* BEGIN Given records *
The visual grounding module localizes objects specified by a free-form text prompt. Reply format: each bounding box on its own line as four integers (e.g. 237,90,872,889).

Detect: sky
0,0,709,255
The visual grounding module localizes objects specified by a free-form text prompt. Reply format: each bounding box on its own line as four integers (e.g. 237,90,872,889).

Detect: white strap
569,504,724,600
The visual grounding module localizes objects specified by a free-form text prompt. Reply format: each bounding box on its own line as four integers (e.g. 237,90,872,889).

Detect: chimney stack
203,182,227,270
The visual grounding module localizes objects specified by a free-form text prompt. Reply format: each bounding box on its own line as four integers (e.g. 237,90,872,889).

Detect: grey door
* END Given records *
◆ Directive
Format the material above as a Markdown table with two columns, Row and Line: number each non-blank line in Row and put the line itself in Line, leaving out blank lines.

◆ Result below
| Row | Line |
|---|---|
| 1 | The visual grounding module localizes objects specified by a free-form text prompt. Reply format: each bounding box on its own line as four integers (e.g. 237,90,872,889). |
| 2 | Detect: sky |
| 3 | 0,0,709,255 |
| 4 | The visual grounding module localizes objects specified by a free-form text prompt. Reply format: each bounding box on its own line as four integers (e.g. 237,90,872,889). |
| 5 | Detect: white strap |
| 6 | 569,504,724,600 |
| 7 | The visual grounding module localizes objects specified by a free-form text prompt. Reply format: each bounding box on its own line as four integers (e.g. 237,90,872,889). |
| 8 | Detect: chimney stack |
| 9 | 203,182,227,270 |
| 10 | The visual grounding module localizes objects specified by a free-form text prompt. Reply format: each bounding box on its own line as four integers (e.g. 237,90,872,889). |
| 11 | Detect: grey door |